Written request>
Return every line of the rows below that contains the string "shirt". Matching is case-sensitive.

Entries>

-------

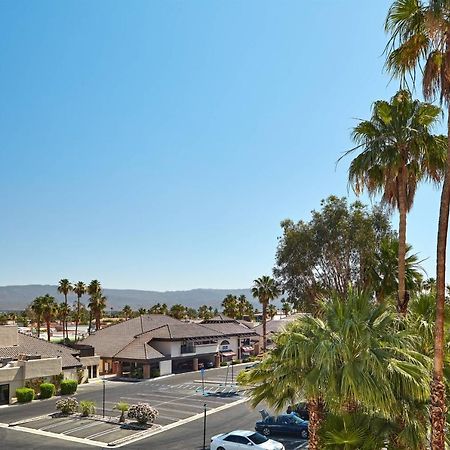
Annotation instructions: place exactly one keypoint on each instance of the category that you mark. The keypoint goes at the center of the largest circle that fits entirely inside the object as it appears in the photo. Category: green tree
(285, 307)
(230, 306)
(337, 248)
(272, 311)
(420, 40)
(265, 289)
(49, 311)
(64, 287)
(204, 312)
(79, 289)
(398, 151)
(177, 311)
(37, 309)
(354, 358)
(385, 276)
(97, 303)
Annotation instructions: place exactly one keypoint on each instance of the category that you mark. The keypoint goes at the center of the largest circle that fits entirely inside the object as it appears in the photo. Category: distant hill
(18, 297)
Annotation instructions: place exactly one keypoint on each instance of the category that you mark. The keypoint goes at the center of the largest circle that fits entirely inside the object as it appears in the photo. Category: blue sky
(158, 144)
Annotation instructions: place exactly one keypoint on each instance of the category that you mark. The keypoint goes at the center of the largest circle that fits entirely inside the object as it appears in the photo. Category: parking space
(92, 430)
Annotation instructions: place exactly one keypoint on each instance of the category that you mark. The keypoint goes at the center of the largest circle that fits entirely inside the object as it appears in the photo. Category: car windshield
(257, 438)
(296, 419)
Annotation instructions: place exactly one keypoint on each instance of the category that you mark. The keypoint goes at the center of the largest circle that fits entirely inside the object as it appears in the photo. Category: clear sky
(158, 144)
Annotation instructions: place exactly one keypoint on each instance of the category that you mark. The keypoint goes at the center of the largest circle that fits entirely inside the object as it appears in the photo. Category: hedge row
(47, 390)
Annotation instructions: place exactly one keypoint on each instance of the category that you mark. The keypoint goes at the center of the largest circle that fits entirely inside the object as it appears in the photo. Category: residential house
(24, 358)
(154, 344)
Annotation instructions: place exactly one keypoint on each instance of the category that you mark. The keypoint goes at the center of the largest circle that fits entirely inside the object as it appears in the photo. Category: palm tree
(37, 307)
(420, 39)
(353, 358)
(285, 306)
(49, 311)
(127, 312)
(265, 289)
(398, 151)
(64, 287)
(79, 289)
(94, 291)
(385, 271)
(230, 306)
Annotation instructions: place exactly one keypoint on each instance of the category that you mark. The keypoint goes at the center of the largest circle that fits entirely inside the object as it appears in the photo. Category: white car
(241, 439)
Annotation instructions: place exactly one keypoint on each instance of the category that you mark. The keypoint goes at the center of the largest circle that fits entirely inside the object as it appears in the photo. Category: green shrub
(68, 387)
(67, 405)
(87, 408)
(143, 413)
(47, 390)
(24, 395)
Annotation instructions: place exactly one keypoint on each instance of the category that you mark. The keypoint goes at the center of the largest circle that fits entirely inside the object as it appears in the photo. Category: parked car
(301, 409)
(205, 364)
(282, 424)
(239, 439)
(252, 365)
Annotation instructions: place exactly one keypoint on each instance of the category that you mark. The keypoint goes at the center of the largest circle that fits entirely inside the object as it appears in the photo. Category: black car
(283, 424)
(205, 364)
(301, 409)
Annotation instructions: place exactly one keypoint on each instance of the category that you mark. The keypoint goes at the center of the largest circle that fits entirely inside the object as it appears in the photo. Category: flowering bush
(67, 405)
(143, 413)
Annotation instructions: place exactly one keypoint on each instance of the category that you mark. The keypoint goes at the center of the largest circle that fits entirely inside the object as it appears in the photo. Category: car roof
(242, 432)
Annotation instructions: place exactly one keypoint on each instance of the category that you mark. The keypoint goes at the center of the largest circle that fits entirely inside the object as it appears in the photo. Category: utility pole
(204, 426)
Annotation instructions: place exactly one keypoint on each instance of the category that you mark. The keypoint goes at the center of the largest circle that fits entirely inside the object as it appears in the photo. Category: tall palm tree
(385, 271)
(94, 291)
(230, 306)
(49, 311)
(398, 151)
(64, 287)
(420, 39)
(127, 312)
(352, 358)
(37, 307)
(79, 289)
(265, 289)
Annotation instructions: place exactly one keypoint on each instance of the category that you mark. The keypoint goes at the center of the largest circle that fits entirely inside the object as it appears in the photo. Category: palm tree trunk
(65, 317)
(264, 326)
(90, 322)
(316, 414)
(438, 408)
(403, 297)
(77, 319)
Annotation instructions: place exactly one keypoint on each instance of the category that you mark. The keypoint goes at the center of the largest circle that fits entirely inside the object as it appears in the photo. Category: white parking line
(81, 427)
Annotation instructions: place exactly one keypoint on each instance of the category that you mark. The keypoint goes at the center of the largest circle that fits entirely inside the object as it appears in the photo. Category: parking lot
(177, 403)
(179, 399)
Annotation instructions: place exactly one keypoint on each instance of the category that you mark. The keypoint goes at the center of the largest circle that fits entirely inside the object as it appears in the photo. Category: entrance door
(4, 394)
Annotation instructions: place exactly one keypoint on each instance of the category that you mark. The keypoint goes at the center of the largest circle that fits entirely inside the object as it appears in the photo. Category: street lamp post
(104, 390)
(204, 426)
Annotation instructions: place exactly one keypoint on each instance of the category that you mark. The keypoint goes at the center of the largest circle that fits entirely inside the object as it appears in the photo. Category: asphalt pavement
(178, 398)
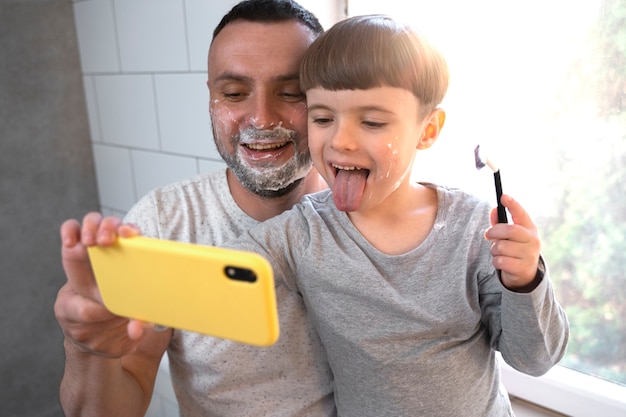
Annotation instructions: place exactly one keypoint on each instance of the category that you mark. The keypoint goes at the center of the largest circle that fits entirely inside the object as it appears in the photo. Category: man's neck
(263, 208)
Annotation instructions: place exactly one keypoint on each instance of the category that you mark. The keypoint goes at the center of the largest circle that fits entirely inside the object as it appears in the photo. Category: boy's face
(257, 109)
(363, 143)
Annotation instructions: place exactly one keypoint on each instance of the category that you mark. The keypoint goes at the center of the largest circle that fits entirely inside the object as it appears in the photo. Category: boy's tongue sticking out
(348, 188)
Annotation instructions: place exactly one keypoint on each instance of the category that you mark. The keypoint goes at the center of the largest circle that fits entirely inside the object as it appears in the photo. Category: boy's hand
(515, 247)
(88, 326)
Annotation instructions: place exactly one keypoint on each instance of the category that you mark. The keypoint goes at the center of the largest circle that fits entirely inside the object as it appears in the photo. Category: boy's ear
(434, 124)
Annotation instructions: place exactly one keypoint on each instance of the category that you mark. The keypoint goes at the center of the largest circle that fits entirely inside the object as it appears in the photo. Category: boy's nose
(344, 138)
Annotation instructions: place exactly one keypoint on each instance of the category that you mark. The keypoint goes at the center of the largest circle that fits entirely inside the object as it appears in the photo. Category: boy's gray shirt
(217, 377)
(413, 334)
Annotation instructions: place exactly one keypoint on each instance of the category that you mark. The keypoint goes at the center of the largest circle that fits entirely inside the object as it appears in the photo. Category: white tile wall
(144, 72)
(183, 111)
(171, 168)
(127, 110)
(114, 176)
(152, 35)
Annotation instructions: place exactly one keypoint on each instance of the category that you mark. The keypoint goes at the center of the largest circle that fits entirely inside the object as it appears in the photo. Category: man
(259, 124)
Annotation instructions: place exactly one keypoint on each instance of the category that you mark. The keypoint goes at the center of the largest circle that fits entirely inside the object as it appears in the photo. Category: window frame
(567, 391)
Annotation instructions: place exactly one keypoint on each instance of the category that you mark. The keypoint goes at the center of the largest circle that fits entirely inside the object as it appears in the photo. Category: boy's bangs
(357, 61)
(375, 51)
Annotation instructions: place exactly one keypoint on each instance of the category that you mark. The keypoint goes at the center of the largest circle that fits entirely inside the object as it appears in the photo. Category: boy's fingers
(518, 214)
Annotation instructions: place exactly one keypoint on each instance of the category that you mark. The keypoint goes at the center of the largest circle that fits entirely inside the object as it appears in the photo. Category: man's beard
(269, 181)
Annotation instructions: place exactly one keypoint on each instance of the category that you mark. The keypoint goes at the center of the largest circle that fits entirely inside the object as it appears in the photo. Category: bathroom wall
(46, 175)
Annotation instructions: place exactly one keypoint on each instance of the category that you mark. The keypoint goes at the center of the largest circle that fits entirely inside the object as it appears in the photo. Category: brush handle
(502, 218)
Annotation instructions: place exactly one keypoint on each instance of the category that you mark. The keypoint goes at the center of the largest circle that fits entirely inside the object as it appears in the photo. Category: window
(542, 86)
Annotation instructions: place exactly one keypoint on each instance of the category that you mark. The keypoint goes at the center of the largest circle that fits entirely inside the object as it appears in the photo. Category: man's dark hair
(269, 11)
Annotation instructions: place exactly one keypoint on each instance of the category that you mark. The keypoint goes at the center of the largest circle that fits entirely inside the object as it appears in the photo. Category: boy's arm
(111, 362)
(534, 326)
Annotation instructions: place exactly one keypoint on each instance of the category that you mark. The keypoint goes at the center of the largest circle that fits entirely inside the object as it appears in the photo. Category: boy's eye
(234, 95)
(373, 125)
(292, 95)
(321, 120)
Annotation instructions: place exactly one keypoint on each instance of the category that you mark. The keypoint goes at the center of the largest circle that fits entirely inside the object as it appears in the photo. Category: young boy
(401, 278)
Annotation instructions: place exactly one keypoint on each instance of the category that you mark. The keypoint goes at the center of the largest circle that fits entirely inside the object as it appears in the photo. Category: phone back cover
(184, 286)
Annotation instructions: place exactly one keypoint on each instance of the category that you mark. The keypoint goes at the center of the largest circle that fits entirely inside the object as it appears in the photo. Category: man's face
(257, 109)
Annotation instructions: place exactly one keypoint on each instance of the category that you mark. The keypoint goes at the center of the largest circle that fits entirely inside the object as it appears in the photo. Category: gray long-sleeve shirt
(413, 334)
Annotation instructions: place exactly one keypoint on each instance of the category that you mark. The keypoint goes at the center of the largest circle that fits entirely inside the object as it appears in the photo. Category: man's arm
(111, 362)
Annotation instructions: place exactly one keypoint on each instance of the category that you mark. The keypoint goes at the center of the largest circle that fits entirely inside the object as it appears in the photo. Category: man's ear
(434, 123)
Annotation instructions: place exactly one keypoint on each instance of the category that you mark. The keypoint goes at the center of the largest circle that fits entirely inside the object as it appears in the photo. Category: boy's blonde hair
(363, 52)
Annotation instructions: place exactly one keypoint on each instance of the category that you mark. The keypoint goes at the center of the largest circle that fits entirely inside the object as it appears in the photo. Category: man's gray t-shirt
(217, 377)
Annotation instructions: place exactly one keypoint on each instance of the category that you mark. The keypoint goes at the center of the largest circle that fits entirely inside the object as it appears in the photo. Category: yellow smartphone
(205, 289)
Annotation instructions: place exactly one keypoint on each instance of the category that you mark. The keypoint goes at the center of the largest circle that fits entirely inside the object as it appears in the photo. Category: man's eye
(289, 96)
(234, 96)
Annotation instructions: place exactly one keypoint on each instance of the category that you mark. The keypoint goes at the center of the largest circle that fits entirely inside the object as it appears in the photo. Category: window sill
(567, 391)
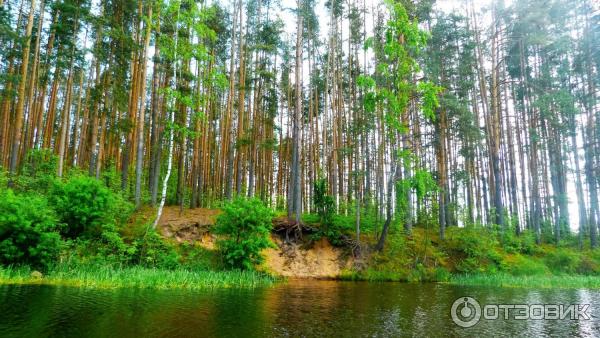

-------

Finished task>
Annotation instructions: place exactly one keypoint on each instance of the category that you mark. The keypoint goes at the center of the largest circle that fits entirely inside the object as it appears in the photo. Category: boy's gray shirt
Annotation instructions: place exactly one keypoint on each instance of the category that you mark. The keypoint goes at the center of the largest circle that fits entirely inside the object as it appears in the photo. Category: gray long-sleeve shirt
Annotation instructions: place exactly one keypoint on each instance of the category that you mark. The keypoint goes at the center of the largest circle that fits entirely inside the object as it appears in the photo. Category: man's gray t-shirt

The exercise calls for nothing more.